» TASK DETAILS
The required output is the exact sequence of lines from the line holding "Box the green vegetation." to the end of the records, inclusive.

» RECORDS FOR THE EXERCISE
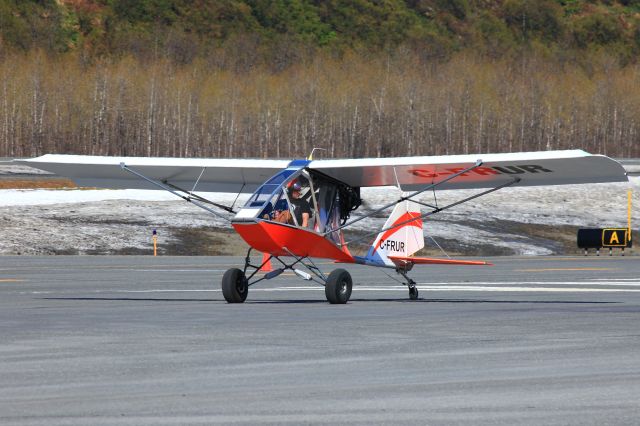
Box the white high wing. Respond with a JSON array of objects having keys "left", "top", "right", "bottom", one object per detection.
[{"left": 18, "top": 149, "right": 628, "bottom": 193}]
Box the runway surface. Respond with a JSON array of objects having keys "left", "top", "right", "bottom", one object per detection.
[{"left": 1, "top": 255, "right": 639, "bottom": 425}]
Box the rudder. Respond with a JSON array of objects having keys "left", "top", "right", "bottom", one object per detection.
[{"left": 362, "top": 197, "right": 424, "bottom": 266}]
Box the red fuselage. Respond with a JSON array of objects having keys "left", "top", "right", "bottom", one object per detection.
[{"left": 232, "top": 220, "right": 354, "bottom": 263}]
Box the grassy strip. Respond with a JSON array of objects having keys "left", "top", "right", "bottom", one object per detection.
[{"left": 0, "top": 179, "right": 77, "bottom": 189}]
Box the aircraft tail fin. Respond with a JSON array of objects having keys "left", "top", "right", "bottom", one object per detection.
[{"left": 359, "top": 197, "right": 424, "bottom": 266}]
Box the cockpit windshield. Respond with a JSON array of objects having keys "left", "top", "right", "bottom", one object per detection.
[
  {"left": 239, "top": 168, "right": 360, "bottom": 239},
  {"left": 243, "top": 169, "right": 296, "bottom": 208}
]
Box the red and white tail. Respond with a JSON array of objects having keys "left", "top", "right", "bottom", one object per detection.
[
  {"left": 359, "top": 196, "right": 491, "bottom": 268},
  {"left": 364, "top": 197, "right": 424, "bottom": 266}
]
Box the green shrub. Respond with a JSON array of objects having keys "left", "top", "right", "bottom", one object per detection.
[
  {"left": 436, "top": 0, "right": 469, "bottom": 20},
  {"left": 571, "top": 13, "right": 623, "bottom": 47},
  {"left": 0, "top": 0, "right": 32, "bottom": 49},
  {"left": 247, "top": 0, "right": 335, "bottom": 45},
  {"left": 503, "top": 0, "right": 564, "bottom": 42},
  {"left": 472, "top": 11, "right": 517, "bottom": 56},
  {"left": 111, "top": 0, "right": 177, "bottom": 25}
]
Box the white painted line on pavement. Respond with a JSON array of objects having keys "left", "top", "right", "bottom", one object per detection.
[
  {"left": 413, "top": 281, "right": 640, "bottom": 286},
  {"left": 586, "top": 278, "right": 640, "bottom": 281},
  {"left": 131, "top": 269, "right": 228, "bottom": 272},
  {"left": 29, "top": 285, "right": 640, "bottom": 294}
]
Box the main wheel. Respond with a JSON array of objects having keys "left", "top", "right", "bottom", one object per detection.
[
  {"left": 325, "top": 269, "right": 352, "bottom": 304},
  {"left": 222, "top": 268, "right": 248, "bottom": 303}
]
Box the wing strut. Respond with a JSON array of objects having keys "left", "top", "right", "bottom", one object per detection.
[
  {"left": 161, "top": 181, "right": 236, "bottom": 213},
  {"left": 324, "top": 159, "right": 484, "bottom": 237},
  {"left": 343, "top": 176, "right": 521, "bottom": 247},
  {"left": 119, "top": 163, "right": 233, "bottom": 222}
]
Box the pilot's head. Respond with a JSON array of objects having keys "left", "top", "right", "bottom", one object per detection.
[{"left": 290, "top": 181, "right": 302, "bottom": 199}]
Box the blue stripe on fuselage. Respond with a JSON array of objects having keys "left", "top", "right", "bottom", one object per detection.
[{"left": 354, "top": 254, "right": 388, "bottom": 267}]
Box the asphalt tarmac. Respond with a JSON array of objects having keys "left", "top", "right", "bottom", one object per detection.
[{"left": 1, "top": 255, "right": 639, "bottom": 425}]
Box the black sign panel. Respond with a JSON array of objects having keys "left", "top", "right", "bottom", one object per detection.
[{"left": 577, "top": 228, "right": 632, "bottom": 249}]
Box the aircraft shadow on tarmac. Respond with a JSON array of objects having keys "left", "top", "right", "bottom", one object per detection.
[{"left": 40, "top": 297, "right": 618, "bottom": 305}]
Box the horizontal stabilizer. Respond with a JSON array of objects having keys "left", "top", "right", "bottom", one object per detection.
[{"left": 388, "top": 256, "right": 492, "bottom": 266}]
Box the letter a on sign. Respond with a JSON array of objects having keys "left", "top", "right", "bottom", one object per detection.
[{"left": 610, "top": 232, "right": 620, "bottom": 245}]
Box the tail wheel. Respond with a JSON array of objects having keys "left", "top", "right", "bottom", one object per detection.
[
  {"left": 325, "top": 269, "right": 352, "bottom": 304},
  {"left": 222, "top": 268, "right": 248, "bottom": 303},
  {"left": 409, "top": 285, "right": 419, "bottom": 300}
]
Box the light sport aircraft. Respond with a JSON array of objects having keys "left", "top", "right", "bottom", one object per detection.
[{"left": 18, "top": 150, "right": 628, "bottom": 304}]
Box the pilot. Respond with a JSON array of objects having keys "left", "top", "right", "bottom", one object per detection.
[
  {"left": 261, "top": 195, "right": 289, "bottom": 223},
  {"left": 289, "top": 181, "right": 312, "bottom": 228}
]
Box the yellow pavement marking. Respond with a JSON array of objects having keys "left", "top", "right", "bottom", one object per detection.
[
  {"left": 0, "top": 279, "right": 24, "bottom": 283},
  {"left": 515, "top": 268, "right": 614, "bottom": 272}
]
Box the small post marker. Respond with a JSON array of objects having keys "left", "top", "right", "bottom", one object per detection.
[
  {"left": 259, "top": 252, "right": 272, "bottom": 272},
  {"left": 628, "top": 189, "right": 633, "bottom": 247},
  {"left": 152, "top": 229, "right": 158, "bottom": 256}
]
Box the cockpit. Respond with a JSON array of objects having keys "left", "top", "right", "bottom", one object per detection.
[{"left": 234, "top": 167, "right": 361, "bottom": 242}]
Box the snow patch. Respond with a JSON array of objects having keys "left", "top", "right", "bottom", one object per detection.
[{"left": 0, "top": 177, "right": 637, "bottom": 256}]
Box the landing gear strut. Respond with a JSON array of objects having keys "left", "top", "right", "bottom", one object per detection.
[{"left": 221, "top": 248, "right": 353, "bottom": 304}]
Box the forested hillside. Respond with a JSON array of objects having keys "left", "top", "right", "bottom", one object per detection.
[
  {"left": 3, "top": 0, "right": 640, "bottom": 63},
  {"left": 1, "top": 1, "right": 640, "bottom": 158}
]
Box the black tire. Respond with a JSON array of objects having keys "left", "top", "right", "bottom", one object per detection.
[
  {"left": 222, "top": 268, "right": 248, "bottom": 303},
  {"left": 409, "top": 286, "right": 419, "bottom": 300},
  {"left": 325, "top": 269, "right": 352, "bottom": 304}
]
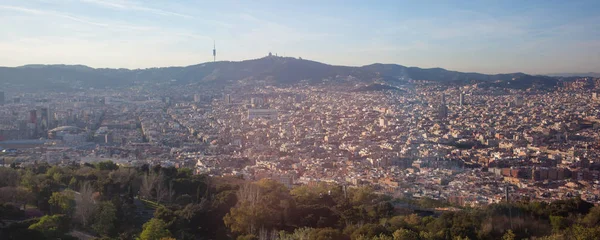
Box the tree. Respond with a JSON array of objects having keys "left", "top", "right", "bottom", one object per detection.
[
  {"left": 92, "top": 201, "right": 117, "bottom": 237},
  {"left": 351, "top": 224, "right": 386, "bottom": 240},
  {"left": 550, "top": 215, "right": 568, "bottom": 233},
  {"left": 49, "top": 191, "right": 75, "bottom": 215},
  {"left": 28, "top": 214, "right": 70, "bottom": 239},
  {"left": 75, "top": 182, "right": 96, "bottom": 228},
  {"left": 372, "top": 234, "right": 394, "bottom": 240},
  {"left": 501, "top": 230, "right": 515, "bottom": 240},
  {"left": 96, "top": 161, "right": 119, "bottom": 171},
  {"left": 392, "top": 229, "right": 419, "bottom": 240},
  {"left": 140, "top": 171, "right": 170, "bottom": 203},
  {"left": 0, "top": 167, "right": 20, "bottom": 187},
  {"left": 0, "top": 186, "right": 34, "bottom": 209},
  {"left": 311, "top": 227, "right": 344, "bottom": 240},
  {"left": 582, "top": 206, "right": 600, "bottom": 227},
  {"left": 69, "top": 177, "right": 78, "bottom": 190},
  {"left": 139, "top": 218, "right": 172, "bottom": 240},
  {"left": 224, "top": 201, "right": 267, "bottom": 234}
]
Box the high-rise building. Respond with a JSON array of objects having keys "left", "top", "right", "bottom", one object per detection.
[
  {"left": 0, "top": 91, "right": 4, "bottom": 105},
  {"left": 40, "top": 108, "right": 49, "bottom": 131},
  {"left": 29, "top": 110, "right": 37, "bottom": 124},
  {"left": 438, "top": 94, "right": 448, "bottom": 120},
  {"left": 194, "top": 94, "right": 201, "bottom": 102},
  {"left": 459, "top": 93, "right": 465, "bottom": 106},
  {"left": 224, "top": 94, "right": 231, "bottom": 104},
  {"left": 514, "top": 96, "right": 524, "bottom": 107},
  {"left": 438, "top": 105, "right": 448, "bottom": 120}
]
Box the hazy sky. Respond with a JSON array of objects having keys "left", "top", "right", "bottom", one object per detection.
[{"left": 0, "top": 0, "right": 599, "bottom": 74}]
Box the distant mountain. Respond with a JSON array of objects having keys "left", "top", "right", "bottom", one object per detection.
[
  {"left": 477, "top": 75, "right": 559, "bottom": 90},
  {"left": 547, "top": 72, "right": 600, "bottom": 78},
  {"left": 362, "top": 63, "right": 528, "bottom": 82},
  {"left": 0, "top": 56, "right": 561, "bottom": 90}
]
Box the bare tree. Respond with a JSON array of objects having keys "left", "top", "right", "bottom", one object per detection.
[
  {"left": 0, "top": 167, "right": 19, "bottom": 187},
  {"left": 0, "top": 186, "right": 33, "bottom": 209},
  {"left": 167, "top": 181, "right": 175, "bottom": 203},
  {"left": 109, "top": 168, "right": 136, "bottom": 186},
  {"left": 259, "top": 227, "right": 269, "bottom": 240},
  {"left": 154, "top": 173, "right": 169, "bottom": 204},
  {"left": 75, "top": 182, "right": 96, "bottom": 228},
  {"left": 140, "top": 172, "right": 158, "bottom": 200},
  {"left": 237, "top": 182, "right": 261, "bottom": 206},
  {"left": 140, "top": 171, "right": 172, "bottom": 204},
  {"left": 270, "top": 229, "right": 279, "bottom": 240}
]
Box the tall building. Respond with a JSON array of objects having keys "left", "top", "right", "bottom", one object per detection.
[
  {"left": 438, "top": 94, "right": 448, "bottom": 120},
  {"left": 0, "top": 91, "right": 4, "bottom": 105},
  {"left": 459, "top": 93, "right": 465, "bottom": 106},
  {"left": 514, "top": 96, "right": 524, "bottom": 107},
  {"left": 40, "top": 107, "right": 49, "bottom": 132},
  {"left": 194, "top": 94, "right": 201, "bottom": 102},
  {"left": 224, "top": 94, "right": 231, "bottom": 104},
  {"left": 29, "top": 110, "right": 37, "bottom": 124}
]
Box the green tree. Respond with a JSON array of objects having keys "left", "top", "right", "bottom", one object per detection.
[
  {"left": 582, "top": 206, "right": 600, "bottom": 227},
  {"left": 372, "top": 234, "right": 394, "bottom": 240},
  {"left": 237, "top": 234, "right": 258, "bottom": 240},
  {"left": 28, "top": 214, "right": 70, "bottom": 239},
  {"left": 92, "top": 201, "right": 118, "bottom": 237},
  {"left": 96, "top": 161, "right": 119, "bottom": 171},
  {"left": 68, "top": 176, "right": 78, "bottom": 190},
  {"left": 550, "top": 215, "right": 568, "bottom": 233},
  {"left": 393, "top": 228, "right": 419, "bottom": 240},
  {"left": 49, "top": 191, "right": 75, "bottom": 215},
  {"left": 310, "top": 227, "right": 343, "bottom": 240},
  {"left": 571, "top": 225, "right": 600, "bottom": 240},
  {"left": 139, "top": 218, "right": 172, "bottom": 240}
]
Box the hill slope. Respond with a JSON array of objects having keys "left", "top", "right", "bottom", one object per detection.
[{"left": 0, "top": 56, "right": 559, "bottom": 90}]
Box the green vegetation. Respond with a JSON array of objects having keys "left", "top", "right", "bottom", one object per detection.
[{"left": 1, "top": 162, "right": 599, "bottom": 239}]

» OUTPUT BELOW
Box the green vegetation. Respond with a JSON array of objects having keys "left", "top", "right", "bottom", one object per detection.
[{"left": 1, "top": 162, "right": 599, "bottom": 239}]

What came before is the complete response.